■ **Extract provided**:
Original Article | Published:

Immunopharmacology

Effect of plagiochin E, an antifungal macrocyclic bis(bibenzyl), on cell wall chitin synthesis in Candida albicans

Acta Pharmacologica Sinica volume 29, pages 14781485 (2008) | Download Citation

This work was supported by the National Basic Research Program (973 Program) of China (No 2006CB708511) and the National Natural Science Foundation of China (No 30730109 and 30672531).

Abstract

Aim:

To investigate the effect of plagiochin E (PLE), an antifungal macrocyclic bis(bibenzyl) isolated from liverwort Marchantia polymorpha L, on cell wall chitin synthesis in Candida albicans.

Methods:

The effect of PLE on chitin synthesis in Candida albicans was investigated at the cellular and molecular levels. First, the ultrastructural changes were observed under transmission electron microscopy (TEM). Second, the effects of PLE on chitin synthetase (Chs) activities in vitro were assayed using 6-O-dansyl-N-acetylglucosamine as a fluorescent substrate, and its effect on chitin synthesis in situ was assayed by spheroplast regeneration. Finally, real-time RT–PCR was performed to assay its effect on the expression of Chs genes (CHS).

■ **Collected data**:
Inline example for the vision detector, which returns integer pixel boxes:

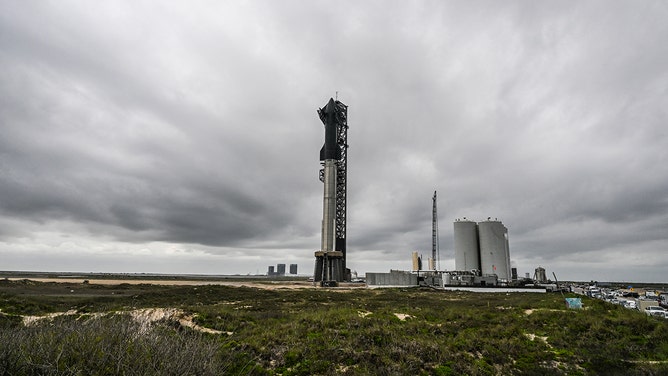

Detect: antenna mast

[431,191,441,270]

■ **Tasks**:
A) Answer these about the plagiochin E article:
(i) From which liverwort was plagiochin E isolated?
(ii) Which fluorescent substrate was used in the in vitro chitin synthetase assays?
(iii) What grant number is listed for the National Basic Research Program (973 Program) of China?
B) Reproduce everything in the plagiochin E article from "The effect of PLE" down to "Chs genes (CHS).".

■ **Task-by-task results**:
A)
(i) Marchantia polymorpha L
(ii) 6-O-dansyl-N-acetylglucosamine
(iii) 2006CB708511

B)
The effect of PLE on chitin synthesis in Candida albicans was investigated at the cellular and molecular levels. First, the ultrastructural changes were observed under transmission electron microscopy (TEM). Second, the effects of PLE on chitin synthetase (Chs) activities in vitro were assayed using 6-O-dansyl-N-acetylglucosamine as a fluorescent substrate, and its effect on chitin synthesis in situ was assayed by spheroplast regeneration. Finally, real-time RT–PCR was performed to assay its effect on the expression of Chs genes (CHS).